Outline entries for images:
>>>

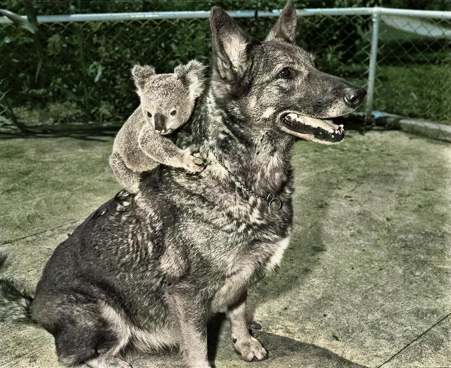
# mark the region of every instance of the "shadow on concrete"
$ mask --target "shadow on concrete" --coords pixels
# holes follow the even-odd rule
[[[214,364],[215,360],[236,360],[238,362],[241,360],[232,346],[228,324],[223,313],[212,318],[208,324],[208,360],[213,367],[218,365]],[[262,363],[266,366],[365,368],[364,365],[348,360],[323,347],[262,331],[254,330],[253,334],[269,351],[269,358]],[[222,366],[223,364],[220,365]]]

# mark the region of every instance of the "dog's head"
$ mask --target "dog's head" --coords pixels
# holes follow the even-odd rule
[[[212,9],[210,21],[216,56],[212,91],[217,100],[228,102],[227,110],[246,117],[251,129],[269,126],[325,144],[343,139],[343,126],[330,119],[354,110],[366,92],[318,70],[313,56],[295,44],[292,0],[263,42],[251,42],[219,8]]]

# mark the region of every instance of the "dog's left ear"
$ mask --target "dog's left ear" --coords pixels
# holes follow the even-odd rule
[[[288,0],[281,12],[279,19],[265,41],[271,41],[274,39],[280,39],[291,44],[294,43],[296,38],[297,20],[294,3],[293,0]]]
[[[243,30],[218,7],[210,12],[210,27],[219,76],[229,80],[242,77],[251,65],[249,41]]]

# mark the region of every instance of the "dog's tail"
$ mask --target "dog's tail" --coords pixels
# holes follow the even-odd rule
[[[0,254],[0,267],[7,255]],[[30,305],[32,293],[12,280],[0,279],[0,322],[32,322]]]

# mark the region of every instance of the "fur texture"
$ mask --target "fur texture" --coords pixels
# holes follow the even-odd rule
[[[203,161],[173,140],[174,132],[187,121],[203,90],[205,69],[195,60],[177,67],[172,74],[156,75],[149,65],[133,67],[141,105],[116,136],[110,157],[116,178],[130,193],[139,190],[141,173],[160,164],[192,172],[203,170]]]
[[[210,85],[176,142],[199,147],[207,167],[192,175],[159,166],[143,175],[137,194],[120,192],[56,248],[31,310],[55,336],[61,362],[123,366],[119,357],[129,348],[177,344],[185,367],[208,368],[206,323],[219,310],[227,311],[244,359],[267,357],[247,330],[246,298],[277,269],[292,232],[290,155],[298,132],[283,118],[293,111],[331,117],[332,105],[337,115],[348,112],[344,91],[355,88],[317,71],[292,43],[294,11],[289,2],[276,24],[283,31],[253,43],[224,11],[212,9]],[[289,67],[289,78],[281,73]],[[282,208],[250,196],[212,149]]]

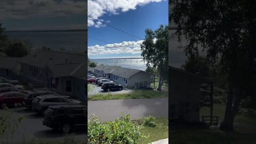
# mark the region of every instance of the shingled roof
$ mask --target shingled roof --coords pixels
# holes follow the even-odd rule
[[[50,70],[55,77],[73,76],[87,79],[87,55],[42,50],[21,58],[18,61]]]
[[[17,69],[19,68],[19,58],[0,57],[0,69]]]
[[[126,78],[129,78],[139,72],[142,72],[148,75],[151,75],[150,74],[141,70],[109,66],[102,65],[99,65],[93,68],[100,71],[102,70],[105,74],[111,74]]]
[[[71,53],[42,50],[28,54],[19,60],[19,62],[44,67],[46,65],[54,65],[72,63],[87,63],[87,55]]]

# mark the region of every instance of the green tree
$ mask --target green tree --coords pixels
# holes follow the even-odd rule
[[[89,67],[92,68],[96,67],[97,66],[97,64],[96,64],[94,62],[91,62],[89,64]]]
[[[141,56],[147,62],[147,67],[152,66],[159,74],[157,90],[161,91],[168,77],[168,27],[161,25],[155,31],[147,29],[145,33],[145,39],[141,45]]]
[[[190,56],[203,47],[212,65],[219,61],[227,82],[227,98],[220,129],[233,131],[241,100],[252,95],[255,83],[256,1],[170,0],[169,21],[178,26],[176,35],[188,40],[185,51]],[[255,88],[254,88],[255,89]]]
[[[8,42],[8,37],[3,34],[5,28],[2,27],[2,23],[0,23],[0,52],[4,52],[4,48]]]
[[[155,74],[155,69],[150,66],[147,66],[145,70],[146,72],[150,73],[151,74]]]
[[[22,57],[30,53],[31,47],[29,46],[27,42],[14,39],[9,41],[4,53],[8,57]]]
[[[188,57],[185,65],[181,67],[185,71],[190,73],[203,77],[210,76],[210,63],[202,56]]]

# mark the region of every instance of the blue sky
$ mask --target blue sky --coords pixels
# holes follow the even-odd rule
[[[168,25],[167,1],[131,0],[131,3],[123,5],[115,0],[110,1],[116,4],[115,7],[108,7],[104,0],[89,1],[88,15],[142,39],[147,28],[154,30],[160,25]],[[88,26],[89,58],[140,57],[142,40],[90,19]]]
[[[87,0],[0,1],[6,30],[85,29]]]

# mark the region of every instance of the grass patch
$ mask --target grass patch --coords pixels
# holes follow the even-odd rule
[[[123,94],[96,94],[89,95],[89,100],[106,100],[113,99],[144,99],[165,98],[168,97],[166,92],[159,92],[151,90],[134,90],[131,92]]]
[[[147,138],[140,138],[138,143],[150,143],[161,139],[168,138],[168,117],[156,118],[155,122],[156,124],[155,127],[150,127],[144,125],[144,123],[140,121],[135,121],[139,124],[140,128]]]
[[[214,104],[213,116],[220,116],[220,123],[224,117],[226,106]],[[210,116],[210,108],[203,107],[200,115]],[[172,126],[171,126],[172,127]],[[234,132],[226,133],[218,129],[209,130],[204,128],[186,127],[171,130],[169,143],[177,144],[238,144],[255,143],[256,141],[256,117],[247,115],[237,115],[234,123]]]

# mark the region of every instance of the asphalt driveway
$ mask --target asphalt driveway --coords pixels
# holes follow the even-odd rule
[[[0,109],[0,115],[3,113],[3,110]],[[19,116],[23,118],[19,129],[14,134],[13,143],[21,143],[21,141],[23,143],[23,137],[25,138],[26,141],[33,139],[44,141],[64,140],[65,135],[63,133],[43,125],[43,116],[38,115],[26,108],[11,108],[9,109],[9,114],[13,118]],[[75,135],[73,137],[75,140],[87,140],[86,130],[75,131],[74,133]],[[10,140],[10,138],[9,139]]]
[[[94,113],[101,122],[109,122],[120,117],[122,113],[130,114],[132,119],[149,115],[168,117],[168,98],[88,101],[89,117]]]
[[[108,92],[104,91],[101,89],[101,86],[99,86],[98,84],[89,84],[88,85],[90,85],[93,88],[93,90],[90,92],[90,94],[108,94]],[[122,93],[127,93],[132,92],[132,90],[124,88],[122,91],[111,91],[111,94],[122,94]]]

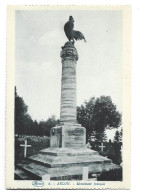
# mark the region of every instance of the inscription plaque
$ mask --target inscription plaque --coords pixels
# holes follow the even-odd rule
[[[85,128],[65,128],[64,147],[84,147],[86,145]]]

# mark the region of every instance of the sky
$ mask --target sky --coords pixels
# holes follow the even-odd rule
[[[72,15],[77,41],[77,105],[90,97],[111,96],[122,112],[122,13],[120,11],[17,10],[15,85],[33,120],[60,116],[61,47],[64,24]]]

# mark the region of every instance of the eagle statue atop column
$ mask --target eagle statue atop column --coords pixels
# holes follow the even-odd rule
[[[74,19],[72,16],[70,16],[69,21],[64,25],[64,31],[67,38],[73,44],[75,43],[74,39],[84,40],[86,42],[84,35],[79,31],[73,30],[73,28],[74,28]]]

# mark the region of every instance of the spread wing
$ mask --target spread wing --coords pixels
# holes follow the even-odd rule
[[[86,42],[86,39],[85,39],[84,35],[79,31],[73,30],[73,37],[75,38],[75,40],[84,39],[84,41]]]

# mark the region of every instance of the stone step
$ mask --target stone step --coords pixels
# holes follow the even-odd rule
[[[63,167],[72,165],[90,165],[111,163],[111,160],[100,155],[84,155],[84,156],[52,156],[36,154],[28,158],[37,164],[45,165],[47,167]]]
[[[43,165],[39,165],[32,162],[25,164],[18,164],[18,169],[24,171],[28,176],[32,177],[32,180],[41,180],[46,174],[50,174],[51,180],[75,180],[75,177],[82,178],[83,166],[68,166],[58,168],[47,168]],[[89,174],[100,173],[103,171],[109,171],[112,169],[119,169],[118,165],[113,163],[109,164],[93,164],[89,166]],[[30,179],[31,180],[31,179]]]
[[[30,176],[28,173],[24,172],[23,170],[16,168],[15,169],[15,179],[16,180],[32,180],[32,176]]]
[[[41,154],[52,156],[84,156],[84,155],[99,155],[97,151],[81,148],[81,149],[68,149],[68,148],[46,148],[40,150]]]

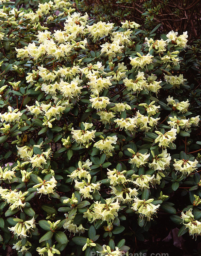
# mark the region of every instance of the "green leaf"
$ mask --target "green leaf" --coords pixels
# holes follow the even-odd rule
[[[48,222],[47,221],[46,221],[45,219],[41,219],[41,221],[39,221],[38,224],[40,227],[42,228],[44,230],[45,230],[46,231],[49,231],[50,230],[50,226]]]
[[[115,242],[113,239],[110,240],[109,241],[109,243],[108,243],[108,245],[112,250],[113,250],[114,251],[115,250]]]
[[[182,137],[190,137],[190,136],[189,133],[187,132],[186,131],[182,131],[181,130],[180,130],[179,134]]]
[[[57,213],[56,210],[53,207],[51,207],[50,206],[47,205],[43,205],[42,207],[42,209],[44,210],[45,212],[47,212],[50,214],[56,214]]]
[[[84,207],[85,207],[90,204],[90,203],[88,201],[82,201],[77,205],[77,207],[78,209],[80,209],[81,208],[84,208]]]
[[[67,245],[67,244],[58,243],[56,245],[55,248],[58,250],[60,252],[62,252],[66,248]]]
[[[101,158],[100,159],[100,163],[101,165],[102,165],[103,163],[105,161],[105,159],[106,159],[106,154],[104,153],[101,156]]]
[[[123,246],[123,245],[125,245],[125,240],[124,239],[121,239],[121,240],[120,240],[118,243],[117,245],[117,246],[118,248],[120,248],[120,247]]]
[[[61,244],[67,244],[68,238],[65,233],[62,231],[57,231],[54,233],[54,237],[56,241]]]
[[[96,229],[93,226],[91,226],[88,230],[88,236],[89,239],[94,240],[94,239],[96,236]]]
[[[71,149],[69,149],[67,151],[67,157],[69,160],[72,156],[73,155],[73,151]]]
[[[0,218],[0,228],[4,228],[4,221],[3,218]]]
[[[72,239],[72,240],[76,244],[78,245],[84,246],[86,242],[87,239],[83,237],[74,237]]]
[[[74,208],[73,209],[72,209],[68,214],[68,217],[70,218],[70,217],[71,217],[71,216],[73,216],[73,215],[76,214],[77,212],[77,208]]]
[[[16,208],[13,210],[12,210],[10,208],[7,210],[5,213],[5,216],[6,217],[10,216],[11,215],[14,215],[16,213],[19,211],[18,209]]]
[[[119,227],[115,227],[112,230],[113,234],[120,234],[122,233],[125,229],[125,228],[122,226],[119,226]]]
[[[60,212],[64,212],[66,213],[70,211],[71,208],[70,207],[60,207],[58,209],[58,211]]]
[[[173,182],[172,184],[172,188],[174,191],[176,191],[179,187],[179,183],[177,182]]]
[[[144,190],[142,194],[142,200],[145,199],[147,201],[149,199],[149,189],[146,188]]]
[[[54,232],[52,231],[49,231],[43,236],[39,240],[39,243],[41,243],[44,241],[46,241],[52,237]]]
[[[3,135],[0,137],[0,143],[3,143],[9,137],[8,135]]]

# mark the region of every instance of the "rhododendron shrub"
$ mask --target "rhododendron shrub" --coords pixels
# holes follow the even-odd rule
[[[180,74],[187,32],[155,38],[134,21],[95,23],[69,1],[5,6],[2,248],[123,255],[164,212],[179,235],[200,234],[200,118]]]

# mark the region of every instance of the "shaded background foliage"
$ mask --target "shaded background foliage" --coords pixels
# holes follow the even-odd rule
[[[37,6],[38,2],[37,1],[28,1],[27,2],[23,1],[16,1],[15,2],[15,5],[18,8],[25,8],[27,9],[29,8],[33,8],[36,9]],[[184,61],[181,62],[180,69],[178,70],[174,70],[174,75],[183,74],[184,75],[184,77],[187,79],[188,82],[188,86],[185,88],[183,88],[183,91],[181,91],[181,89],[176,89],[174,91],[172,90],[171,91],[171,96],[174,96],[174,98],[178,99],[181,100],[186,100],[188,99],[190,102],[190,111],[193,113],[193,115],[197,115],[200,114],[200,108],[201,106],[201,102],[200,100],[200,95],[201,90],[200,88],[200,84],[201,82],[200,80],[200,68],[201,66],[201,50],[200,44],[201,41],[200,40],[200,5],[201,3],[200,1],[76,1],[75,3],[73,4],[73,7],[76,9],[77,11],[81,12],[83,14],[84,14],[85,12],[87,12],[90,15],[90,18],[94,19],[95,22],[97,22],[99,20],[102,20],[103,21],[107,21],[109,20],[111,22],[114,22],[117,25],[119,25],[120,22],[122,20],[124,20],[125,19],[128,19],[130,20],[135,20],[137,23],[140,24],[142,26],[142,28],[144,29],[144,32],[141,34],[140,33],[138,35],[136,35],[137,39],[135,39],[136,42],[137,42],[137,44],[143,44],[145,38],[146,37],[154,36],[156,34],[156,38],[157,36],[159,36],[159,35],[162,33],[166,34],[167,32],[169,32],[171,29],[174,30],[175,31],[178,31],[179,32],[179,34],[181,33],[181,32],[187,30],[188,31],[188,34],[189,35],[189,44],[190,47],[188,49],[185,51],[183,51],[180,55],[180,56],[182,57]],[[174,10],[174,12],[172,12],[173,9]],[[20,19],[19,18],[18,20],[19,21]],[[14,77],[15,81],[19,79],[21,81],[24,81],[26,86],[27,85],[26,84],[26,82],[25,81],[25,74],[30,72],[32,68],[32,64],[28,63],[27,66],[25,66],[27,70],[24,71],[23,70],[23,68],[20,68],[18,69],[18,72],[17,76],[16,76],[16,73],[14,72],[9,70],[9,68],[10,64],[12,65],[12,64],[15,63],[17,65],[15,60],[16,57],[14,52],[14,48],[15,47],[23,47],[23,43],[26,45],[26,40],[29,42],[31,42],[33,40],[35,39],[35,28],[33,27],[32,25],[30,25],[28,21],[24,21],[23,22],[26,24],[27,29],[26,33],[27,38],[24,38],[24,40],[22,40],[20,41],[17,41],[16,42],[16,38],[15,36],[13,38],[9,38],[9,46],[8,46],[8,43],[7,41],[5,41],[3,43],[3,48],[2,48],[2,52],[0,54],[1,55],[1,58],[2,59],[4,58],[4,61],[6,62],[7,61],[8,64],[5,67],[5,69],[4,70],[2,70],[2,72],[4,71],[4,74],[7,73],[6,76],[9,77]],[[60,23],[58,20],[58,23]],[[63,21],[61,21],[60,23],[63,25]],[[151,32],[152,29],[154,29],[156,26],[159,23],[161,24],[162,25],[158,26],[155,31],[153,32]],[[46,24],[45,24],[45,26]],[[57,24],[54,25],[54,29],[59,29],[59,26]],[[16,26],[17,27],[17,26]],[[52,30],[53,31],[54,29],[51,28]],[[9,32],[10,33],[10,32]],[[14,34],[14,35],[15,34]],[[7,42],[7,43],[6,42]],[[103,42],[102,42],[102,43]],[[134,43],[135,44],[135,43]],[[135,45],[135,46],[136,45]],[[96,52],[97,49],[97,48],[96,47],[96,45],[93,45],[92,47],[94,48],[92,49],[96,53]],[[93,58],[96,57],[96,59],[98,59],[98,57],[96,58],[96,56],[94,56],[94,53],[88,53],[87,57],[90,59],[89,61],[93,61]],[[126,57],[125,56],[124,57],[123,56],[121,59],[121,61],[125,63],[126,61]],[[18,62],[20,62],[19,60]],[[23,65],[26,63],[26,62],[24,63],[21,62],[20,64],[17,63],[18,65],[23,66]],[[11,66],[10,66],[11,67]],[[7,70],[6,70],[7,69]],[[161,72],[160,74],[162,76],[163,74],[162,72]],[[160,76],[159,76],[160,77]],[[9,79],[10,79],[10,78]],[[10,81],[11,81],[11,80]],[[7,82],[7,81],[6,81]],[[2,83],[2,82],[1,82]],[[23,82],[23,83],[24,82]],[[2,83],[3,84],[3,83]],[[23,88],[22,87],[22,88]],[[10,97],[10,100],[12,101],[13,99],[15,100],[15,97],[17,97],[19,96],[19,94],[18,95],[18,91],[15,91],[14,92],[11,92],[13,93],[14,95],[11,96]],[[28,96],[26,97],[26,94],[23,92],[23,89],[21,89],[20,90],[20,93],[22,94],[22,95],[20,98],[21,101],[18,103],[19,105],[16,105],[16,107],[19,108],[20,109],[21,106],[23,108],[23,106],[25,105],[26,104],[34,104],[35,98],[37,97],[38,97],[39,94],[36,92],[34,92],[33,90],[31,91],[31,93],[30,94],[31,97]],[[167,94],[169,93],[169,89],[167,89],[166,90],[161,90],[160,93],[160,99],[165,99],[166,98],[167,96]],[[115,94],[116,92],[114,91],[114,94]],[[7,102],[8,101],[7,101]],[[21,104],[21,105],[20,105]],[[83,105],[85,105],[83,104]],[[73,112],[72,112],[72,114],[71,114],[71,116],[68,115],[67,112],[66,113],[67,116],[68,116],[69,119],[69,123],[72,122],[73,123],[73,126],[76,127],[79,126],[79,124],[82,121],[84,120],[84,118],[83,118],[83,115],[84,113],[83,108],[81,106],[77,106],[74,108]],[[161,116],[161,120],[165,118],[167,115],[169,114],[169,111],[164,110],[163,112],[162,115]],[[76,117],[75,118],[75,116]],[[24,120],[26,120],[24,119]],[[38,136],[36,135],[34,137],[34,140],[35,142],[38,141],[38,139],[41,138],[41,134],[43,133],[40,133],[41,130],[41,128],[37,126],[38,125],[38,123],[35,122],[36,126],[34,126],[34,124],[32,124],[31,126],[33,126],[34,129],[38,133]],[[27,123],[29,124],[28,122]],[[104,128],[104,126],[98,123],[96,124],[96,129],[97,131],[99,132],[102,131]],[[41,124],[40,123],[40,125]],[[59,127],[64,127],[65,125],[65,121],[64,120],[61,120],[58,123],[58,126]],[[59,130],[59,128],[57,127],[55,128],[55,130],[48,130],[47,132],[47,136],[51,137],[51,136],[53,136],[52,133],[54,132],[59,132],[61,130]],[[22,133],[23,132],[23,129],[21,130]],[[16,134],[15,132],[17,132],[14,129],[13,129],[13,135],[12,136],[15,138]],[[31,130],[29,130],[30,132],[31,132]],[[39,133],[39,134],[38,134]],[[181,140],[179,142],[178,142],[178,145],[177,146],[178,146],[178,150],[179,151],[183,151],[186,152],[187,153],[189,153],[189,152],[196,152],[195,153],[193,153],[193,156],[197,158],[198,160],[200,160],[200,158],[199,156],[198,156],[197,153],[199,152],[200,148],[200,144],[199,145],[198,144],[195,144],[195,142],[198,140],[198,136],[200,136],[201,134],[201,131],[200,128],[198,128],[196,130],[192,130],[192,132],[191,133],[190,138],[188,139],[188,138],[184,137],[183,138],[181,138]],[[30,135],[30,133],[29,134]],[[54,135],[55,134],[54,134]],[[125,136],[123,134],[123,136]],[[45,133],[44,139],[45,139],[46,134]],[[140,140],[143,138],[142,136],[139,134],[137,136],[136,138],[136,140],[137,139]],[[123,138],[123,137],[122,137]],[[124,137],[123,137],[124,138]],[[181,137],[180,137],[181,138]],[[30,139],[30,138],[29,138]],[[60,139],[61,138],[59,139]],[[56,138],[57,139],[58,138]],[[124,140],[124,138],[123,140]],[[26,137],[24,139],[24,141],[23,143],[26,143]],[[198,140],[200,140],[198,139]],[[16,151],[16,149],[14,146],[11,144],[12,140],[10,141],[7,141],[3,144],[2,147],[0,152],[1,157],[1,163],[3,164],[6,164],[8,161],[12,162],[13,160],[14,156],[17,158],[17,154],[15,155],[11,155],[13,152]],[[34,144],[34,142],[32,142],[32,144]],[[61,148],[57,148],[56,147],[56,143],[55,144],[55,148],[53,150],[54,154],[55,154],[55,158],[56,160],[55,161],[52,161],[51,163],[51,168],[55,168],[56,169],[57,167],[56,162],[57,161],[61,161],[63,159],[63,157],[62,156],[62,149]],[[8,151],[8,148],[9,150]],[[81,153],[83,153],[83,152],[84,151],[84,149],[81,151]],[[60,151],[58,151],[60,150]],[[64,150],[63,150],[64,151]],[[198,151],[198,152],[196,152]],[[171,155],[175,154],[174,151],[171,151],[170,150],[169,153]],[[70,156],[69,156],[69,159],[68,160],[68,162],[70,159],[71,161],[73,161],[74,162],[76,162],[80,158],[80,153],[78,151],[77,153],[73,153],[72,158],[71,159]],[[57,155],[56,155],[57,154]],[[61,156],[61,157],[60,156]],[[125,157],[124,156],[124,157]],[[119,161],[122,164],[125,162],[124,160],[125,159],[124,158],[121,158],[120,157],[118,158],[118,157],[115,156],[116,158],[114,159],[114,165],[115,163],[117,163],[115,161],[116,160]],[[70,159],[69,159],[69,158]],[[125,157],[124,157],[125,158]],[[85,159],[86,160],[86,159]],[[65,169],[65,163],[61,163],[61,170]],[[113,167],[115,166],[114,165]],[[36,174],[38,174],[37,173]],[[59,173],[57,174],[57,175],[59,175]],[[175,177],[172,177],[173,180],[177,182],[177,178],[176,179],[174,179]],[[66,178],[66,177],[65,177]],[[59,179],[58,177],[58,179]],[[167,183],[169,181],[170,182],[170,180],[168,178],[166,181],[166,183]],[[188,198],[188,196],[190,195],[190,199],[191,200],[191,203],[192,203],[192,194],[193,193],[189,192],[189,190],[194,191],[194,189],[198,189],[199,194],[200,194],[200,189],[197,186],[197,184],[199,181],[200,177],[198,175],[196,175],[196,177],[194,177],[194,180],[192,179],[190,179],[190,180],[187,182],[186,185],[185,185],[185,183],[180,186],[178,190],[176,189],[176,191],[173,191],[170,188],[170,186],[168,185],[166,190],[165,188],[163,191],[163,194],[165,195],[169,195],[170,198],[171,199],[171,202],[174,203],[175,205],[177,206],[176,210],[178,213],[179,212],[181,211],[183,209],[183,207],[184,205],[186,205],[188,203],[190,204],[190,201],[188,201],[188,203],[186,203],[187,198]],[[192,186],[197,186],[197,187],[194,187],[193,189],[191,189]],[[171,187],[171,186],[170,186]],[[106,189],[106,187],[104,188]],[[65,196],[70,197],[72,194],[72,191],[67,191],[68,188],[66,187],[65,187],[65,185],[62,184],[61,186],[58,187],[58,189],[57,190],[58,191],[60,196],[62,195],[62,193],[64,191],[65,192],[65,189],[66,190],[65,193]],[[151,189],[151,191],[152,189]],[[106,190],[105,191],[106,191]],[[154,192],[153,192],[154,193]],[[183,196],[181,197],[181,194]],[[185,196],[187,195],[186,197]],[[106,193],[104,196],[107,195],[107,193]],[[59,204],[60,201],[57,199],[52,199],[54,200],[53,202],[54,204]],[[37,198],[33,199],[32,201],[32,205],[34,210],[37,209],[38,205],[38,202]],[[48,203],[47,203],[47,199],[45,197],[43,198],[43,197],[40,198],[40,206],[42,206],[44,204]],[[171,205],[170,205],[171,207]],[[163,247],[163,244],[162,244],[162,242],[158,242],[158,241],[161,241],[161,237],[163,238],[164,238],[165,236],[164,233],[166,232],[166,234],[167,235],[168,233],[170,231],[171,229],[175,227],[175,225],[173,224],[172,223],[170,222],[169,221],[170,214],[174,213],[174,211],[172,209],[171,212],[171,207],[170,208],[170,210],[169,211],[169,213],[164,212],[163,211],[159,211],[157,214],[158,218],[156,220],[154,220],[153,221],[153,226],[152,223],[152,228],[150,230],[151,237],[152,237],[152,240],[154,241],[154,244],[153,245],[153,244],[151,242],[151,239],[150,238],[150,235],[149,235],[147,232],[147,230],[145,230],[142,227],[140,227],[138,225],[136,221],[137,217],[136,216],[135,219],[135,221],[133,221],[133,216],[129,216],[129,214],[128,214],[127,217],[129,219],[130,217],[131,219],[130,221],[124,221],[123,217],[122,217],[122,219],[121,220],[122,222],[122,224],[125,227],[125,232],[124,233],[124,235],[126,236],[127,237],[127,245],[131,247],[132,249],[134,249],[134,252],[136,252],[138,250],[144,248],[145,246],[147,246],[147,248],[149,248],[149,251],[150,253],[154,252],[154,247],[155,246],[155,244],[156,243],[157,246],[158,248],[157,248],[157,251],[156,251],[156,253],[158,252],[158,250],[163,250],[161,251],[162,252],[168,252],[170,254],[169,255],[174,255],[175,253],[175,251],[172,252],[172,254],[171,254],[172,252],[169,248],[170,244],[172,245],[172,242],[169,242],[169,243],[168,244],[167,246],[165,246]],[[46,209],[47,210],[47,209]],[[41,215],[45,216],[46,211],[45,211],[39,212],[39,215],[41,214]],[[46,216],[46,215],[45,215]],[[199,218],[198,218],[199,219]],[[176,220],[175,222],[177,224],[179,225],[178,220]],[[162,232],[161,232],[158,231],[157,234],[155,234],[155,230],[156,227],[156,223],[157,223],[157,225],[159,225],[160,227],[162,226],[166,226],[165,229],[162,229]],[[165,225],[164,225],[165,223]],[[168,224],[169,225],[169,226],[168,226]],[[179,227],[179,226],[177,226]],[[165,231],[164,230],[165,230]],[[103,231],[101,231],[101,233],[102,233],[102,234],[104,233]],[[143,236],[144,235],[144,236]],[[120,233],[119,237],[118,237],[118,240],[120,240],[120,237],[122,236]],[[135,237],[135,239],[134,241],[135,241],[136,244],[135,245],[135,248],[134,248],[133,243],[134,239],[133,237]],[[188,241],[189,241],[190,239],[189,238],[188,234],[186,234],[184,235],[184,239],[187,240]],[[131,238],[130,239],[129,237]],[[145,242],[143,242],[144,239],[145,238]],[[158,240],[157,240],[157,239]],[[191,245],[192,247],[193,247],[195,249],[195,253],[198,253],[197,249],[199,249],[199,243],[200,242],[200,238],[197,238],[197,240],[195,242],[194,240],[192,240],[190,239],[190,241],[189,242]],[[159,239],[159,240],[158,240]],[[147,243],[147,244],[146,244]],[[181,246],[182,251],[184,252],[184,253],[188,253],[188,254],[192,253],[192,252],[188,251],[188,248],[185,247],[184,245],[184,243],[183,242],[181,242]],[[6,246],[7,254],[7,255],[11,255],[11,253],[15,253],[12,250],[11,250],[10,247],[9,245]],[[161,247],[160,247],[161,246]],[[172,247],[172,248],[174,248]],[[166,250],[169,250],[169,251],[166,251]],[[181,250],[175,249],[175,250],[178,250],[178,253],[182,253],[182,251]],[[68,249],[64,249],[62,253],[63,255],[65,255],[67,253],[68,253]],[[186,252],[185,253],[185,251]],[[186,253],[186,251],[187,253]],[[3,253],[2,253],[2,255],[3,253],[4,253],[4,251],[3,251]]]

<<<

(What you need to do) Tally the lines in the rows above that contain the string "patch", treating uppercase and lowercase as different. Reply with the number alone.

(Task output) 2